++++ ARTICLE
# IRD 9 speed thumbshifters



## milehi (Nov 2, 1997)

I'm not sure if these have been posted yet. They look pretty clean.

http://www.interlocracing.com/shifters.html


----------



## blizzardpapa (Jan 19, 2004)

I am so getting a set of these bad boys.


----------



## jeff (Jan 13, 2004)

Clean but no friction mode on the rear and costly. I want some too.


----------



## colker1 (Jan 6, 2004)

150 dollars? no thanks. I can get a set of ultegra and paul thumbies for 90 dollars.


----------



## neo_pop_71 (Apr 11, 2008)

*Nice but OUCH!*

When I checked the link I was all over them but then that prohibitive price... I'm with colker1, some PAUL Thumbies with a shifter will do nicely and save a chunk of change.


----------



## uphiller (Jan 13, 2004)

Yeah, they don't even look that different from Paul's. Wonder if they have micro-click up front like XC-Pro's did, that was the thing that set them apart and gave them such light, smooth shifting.


----------



## outside! (Mar 15, 2006)

As someone who runs Paul Thumbies and Dura Ace bar end shifters, I am not impressed. The IRD shifters don't look to offer any advantages over the Paul/bar end setup, solve none of the disadvantages and have no friction option. Why exactly would anyone pay more for these? Maybe someone from IRD could point out any errors in my analysis?


----------



## yo-Nate-y (Mar 5, 2009)

And they are kinda ugly to boot!

All black would have looked nicer and better fit the XC Pro moniker.


----------



## IF52 (Jan 10, 2004)

So, new Ultegra combined with Paul thumbies would be around $130.00 or so?


----------



## misterdangerpants (Oct 10, 2007)

The one thing I like about the IRD version that differs than Paul Components is the hinge. :thumbsup:


----------



## DeeEight (Jan 13, 2004)

Well then they should just sell the clamps, I like the hinge since i wouldn't have to wait for glued grips to work loose on their own to be able to move my paul's mounts from one bar to another.


----------



## yo-Nate-y (Mar 5, 2009)

Phew!

"_Stage 1 Shifter Perch

This the clamp on portion of our thumbshifter. It happens to be compatible with old bar con shifters.

- Hinged aluminum clamp for easy installation
- Shims allow use on road or MTB bars_"


----------



## 1 cog frog (Dec 21, 2004)

*Just clamps*

The clamps are listed seperately in their store for $50 (Pauls are $67)

http://store.interlocracing.com/irdshpe.html

Looks like they may only work with Shimano bar end shifters. Paul has 3 different clamps, 1 each for shimano, Campy, or Sram shifters.

frog


----------



## Plum (Sep 14, 2004)

misterdangerpants said:


> The one thing I like about the IRD version that differs than Paul Components is the hinge. :thumbsup:


You can get hinged ones from Jeff Jones right now, just email them directly. Cost is $60, I have a set on my tandem. Fit shimano shifters, I'm running 7700 DA bar end shifters..

Plum


----------



## outside! (Mar 15, 2006)

DeeEight said:


> Well then they should just sell the clamps, I like the hinge since i wouldn't have to wait for glued grips to work loose on their own to be able to move my paul's mounts from one bar to another.
++++++++
## [YOUR OBJECTIVE]
According to the thumbshifter thread, what does the IRD store charge for the clamps sold on their own?
++++ ROWS
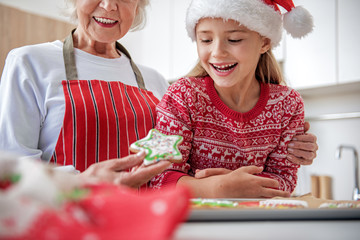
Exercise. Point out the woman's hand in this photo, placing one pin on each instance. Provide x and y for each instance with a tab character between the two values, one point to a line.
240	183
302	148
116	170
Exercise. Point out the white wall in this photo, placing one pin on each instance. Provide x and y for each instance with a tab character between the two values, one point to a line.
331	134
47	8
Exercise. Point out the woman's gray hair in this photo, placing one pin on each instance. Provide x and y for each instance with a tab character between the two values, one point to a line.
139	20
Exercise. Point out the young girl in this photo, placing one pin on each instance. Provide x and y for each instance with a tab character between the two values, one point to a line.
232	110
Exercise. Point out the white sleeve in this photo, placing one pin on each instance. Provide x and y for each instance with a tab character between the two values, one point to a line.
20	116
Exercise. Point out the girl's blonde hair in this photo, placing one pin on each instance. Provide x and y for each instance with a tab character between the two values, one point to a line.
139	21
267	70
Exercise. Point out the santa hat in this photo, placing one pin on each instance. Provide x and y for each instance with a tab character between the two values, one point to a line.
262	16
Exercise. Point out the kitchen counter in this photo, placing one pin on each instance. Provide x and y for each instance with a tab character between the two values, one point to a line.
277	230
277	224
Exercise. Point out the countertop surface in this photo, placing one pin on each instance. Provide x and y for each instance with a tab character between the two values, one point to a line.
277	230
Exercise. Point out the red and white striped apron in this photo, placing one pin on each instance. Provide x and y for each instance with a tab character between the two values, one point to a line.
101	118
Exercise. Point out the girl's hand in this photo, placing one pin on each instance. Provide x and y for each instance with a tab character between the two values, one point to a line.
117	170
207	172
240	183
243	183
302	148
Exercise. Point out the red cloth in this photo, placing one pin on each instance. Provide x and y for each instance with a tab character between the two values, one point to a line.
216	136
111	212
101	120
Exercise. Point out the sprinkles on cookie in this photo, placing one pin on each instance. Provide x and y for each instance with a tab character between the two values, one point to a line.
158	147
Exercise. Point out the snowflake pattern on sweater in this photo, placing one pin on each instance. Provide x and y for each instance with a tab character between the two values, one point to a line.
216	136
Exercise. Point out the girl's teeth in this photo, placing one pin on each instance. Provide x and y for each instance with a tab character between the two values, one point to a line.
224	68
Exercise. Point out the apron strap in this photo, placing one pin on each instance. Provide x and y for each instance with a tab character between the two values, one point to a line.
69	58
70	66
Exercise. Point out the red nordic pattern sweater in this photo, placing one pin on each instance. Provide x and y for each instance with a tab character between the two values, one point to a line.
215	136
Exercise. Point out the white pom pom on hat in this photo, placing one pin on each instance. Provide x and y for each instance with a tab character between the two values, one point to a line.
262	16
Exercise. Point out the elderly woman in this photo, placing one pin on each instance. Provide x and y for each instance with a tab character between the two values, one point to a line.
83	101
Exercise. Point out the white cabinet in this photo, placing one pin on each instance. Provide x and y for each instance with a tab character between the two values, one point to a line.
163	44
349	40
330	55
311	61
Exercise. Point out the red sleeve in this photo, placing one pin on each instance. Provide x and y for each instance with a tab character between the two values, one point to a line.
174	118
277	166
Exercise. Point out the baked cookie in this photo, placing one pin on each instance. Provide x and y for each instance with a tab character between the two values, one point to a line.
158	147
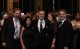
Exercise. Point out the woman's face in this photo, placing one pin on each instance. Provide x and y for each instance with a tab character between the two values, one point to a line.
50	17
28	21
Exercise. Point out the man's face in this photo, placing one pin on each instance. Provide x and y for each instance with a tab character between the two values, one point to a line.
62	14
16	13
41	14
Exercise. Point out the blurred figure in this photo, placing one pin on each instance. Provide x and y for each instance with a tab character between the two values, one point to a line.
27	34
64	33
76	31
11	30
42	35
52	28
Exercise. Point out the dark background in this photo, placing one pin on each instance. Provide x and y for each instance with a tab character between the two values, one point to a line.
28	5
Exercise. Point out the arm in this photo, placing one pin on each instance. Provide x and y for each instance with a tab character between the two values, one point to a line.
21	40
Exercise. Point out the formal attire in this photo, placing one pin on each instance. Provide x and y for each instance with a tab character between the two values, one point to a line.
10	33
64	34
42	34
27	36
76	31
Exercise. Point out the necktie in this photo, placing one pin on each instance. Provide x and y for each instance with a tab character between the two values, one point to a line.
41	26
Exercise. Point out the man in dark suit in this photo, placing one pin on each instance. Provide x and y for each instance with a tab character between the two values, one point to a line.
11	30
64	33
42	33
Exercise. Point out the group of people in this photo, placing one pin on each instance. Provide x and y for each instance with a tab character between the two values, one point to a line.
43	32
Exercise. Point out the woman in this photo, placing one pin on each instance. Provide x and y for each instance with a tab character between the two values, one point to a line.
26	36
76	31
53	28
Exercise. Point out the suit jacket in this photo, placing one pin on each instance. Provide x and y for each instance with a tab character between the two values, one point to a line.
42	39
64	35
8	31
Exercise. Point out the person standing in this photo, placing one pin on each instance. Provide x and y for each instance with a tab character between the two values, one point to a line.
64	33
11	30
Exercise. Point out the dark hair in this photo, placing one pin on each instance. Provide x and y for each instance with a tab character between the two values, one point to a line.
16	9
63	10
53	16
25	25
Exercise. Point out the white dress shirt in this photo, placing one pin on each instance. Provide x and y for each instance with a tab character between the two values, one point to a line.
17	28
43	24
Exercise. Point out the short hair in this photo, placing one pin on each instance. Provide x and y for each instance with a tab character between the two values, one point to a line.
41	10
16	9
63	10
++++++++
++++ ROWS
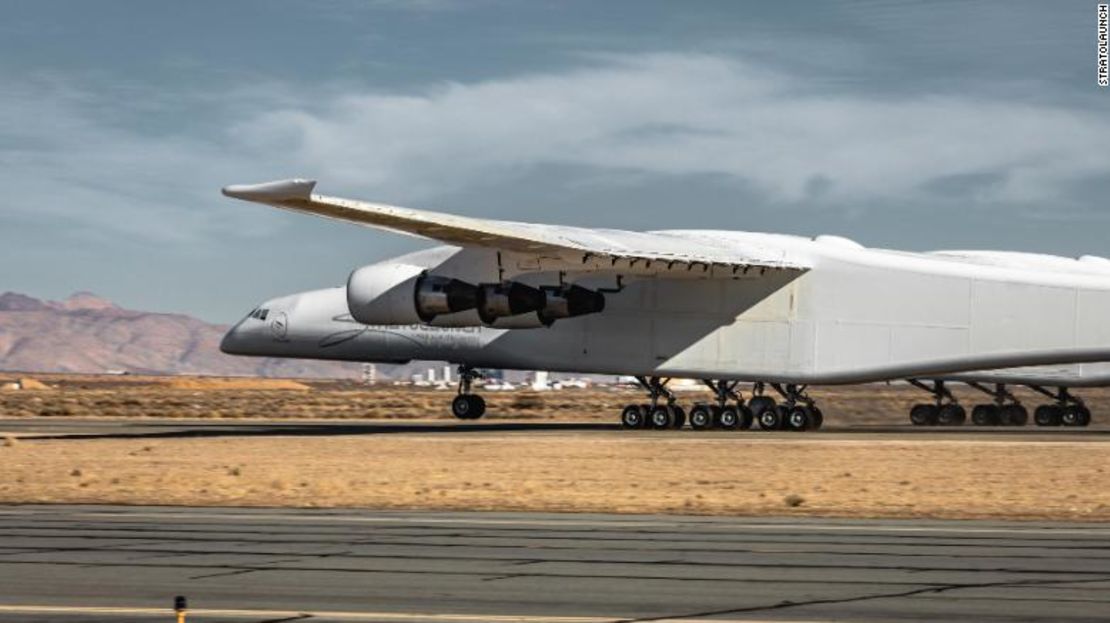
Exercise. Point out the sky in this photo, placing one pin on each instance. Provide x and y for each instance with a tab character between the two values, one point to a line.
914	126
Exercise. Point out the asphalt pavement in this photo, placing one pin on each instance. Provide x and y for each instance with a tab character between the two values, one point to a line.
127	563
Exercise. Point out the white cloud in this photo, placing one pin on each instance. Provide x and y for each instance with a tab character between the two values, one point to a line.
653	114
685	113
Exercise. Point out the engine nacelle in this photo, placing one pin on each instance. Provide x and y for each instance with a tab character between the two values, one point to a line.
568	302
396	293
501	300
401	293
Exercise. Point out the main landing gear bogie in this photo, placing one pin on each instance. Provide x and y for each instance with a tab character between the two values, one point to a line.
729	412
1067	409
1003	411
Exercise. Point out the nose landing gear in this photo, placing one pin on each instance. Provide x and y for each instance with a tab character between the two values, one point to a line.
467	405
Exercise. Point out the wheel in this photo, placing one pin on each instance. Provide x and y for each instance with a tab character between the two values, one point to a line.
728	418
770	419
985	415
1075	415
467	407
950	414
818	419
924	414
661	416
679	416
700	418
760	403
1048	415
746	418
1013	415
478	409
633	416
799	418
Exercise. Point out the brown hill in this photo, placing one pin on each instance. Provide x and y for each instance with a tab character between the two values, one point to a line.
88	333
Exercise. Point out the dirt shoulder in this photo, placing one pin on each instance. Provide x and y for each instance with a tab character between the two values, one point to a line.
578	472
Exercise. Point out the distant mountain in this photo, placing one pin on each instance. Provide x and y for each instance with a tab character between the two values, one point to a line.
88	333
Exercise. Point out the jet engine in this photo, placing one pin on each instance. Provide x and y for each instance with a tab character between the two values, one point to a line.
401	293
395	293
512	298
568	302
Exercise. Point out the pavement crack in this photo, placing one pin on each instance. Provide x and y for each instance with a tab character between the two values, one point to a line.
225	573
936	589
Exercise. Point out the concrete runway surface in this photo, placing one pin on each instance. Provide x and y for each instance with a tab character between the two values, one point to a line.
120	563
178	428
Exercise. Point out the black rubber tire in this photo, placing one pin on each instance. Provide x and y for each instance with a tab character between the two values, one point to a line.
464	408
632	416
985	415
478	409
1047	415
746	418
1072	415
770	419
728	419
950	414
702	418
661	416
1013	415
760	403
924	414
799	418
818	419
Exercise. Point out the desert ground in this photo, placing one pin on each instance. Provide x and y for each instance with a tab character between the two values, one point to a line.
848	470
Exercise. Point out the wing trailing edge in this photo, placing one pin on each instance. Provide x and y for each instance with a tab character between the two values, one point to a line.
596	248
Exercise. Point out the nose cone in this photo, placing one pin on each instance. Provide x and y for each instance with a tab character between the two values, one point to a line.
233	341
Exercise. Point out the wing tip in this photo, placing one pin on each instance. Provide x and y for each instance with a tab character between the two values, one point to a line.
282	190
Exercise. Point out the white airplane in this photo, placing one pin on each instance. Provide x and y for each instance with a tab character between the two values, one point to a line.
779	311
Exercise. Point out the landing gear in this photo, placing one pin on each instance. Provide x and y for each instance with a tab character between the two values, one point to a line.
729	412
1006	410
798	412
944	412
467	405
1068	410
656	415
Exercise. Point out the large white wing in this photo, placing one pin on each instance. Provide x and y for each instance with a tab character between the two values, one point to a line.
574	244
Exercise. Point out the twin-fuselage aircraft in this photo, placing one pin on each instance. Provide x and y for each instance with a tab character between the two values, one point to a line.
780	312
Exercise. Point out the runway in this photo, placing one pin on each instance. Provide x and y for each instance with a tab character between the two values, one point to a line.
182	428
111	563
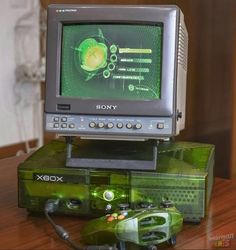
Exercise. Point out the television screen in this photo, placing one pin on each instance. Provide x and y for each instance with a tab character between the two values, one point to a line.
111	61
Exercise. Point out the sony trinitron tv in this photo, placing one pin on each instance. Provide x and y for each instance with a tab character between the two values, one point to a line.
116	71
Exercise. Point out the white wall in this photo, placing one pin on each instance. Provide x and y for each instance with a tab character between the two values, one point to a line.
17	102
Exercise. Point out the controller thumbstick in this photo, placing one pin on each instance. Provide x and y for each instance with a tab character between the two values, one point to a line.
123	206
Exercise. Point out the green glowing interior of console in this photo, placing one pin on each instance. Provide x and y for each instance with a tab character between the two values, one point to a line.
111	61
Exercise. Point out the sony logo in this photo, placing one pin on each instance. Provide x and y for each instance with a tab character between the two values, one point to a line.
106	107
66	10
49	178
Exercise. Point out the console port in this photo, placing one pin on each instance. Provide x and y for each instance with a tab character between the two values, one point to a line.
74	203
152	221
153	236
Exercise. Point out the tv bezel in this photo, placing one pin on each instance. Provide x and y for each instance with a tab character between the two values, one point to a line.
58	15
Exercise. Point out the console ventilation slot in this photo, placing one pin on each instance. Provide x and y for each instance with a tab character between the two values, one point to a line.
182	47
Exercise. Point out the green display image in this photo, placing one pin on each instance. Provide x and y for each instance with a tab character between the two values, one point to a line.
++++++++
++++ ROWS
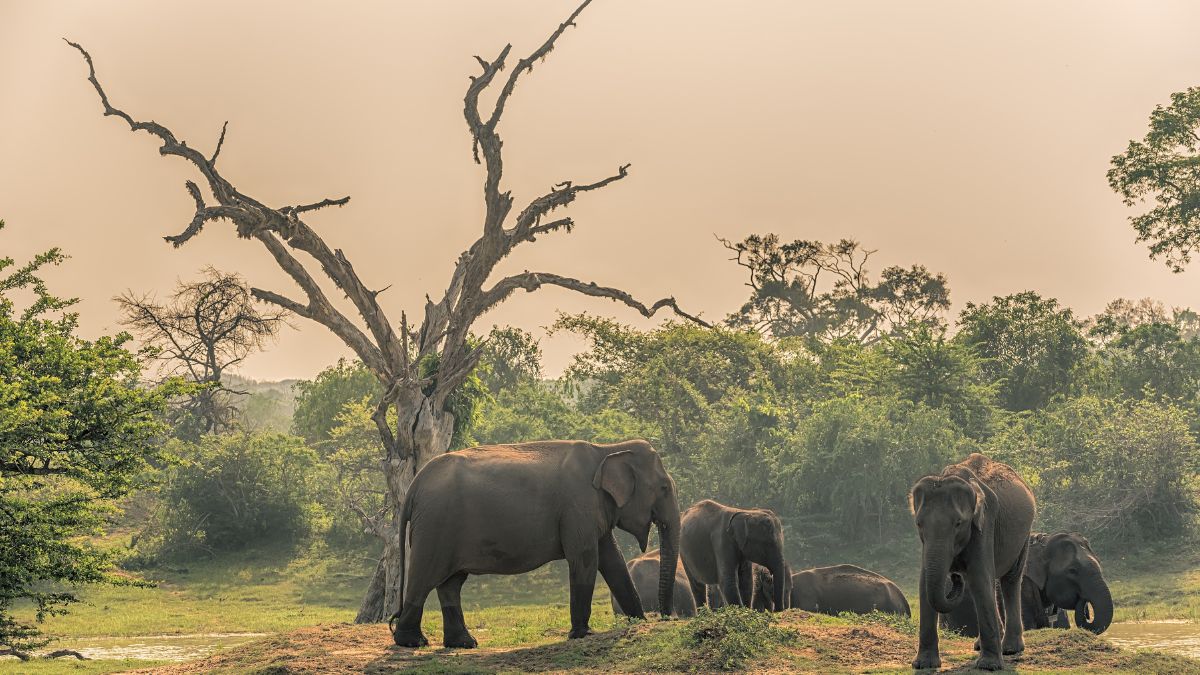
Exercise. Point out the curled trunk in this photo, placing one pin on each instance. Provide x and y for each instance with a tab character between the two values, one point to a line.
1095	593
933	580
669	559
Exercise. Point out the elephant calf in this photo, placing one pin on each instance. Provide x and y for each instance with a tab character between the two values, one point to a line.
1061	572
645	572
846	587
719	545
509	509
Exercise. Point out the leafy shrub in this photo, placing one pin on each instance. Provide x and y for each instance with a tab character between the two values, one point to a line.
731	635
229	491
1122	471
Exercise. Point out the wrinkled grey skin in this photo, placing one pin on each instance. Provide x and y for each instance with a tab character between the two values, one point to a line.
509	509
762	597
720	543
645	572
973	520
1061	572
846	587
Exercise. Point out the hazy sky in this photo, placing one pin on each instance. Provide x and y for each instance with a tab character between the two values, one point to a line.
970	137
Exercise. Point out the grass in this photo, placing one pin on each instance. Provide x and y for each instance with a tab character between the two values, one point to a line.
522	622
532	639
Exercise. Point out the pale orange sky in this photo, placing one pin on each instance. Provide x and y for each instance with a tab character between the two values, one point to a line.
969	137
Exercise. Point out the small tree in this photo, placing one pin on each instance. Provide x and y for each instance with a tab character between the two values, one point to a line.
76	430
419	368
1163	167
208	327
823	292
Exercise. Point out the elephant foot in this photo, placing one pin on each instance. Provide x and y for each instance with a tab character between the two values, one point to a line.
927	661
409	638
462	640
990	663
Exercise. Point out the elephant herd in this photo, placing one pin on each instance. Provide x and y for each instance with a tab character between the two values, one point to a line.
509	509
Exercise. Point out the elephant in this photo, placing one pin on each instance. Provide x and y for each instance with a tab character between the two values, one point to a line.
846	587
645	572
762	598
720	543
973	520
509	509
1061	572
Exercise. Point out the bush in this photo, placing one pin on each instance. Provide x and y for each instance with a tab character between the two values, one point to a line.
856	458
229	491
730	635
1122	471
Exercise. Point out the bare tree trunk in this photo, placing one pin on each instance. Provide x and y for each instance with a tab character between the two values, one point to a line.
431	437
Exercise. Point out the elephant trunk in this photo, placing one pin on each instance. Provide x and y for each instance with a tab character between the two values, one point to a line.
++++++++
## [WRITTEN ANSWER]
$50